Exercise data Start Marker

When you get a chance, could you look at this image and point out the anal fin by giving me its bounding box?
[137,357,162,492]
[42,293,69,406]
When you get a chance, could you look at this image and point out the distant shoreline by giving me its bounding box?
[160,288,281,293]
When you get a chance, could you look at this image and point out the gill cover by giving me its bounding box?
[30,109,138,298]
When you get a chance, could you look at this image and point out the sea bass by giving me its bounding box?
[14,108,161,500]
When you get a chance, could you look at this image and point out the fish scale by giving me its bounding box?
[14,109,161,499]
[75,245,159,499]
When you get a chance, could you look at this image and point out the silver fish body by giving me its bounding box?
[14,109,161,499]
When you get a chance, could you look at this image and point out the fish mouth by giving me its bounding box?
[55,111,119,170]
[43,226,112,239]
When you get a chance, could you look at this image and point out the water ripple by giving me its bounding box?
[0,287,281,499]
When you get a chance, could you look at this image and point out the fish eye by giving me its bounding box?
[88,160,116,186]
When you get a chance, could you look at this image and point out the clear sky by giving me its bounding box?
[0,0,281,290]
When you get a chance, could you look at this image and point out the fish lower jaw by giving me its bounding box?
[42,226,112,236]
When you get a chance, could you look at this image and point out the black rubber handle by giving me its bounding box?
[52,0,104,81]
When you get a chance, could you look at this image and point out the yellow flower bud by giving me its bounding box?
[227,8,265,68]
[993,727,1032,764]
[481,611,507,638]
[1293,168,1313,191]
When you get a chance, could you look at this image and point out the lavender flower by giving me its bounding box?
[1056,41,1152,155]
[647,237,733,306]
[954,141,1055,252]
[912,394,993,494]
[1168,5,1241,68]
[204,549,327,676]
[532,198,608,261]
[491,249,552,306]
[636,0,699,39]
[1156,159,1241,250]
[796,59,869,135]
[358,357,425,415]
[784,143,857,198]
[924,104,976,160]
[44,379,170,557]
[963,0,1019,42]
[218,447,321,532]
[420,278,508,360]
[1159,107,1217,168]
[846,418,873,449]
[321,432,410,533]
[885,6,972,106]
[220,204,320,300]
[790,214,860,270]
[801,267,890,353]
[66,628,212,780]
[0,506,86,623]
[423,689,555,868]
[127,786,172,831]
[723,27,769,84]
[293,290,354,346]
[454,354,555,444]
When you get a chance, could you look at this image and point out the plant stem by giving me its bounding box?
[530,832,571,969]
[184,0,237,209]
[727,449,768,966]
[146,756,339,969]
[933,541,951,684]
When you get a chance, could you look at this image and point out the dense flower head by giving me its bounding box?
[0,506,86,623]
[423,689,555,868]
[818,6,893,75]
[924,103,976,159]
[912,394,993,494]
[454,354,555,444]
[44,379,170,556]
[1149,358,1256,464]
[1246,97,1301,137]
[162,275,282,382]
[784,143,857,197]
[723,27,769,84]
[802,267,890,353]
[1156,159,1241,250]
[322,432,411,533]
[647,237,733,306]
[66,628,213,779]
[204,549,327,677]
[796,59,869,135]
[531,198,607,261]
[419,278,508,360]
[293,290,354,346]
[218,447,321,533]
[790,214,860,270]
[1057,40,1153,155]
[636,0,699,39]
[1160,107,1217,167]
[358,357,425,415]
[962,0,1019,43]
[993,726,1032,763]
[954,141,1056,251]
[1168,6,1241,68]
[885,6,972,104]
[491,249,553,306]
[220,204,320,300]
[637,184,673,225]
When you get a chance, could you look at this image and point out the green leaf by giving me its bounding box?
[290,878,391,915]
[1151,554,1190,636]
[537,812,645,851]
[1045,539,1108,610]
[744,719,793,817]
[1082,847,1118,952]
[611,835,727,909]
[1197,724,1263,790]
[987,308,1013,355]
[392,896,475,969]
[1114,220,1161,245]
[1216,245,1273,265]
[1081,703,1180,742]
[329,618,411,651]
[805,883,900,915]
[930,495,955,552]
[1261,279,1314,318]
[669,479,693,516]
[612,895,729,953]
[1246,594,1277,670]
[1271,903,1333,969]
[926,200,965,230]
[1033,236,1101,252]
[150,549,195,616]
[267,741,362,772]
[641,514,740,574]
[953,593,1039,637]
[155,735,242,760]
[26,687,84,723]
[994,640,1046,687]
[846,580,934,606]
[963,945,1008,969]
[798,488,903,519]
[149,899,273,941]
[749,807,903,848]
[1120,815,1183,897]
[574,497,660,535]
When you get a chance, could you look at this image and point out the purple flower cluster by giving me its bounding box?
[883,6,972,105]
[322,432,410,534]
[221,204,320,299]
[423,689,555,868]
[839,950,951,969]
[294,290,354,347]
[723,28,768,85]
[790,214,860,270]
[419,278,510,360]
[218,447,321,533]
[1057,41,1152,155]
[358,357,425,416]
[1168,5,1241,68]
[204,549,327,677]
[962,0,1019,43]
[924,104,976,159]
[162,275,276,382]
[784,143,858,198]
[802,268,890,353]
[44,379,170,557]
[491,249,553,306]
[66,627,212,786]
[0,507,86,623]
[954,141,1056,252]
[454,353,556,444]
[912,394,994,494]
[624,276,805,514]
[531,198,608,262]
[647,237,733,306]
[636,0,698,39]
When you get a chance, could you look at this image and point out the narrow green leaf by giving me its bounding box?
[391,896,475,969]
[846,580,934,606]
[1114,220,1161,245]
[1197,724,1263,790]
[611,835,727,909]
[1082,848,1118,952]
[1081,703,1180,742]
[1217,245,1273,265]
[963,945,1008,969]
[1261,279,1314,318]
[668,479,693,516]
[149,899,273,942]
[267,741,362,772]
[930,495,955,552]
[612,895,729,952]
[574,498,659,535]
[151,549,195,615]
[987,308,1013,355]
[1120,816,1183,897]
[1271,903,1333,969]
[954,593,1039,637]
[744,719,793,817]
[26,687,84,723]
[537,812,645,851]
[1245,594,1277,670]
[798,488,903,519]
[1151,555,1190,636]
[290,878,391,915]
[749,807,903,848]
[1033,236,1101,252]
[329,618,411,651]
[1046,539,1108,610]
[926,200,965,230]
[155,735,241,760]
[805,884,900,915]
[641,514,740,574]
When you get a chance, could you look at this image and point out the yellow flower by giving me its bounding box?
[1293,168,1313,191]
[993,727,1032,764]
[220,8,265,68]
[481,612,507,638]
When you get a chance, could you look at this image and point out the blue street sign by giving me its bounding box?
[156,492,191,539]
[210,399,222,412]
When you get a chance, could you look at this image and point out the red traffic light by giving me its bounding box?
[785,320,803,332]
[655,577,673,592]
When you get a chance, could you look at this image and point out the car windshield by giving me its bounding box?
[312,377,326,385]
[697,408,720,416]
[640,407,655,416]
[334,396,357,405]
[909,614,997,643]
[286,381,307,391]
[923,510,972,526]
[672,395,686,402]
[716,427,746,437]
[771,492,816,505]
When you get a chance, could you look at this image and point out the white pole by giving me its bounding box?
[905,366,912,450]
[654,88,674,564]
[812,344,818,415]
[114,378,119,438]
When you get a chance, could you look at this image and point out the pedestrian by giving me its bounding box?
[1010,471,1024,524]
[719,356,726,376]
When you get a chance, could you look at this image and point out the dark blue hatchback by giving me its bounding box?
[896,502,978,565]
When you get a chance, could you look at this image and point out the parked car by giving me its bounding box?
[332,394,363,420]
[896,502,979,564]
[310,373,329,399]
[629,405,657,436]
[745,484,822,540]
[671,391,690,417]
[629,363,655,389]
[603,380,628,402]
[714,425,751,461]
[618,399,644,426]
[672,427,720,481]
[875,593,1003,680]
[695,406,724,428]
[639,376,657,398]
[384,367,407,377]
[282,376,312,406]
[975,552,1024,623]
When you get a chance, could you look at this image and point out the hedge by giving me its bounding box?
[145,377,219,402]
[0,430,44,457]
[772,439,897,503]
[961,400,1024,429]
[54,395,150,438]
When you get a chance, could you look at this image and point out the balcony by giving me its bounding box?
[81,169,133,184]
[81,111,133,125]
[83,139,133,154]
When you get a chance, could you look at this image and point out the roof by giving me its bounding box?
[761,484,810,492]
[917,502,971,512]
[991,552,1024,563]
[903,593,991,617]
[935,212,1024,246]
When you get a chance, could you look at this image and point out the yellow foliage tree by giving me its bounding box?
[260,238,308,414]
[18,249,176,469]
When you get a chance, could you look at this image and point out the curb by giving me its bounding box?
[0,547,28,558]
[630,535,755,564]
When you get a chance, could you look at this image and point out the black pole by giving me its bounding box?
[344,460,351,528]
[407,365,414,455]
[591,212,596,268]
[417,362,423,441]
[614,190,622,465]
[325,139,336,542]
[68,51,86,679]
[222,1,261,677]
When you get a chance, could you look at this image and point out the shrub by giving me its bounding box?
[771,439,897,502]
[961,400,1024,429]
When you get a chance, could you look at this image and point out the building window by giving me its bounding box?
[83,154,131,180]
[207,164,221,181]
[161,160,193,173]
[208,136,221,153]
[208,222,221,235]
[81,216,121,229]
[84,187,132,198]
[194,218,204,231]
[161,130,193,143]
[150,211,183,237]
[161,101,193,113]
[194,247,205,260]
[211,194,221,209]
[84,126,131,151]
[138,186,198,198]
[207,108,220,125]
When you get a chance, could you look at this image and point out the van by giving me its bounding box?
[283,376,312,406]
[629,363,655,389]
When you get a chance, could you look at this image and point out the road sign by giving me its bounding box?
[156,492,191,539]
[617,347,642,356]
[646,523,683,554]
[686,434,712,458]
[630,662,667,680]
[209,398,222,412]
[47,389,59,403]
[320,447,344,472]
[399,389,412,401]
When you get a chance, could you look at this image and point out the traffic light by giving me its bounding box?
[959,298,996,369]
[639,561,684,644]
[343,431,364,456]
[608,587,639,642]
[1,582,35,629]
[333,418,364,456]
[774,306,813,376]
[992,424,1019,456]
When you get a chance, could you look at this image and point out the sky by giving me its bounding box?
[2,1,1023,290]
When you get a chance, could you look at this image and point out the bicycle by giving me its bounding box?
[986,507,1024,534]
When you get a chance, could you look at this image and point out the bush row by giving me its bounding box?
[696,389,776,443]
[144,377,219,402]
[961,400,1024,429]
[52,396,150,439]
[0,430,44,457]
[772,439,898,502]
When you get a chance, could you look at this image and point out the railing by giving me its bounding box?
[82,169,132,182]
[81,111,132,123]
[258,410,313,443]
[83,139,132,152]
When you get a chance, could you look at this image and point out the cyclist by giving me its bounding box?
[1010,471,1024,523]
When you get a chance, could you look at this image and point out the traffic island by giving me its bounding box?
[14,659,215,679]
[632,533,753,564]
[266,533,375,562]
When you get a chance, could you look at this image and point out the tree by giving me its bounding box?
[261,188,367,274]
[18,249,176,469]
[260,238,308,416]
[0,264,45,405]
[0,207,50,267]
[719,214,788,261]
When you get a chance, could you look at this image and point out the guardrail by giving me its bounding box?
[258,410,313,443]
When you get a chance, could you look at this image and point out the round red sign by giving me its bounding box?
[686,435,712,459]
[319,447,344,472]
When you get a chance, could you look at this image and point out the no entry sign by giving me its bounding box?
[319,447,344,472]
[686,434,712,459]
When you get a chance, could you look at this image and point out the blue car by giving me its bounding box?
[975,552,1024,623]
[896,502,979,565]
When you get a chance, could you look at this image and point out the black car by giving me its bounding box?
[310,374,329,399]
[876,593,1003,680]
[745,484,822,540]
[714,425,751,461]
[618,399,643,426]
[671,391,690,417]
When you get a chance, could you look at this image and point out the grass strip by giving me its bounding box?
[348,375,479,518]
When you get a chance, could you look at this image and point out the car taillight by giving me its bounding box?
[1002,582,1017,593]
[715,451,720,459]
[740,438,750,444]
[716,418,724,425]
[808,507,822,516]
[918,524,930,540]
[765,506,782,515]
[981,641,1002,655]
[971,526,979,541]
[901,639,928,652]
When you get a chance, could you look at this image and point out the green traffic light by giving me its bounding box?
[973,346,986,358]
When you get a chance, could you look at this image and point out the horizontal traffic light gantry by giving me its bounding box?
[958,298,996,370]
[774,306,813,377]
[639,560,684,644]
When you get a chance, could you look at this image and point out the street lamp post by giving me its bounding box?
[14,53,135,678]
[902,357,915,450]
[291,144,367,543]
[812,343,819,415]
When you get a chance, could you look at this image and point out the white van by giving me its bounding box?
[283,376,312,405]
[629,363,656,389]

Exercise data End Marker

All lines from the line holding "white van by giving me its bounding box?" through the end of the records above need to be transcribed exactly, and no other text should appear.

**Exercise answer**
When you get a chance, could you look at this image and point out the white van by giving me its bounding box?
[283,376,312,405]
[629,363,656,389]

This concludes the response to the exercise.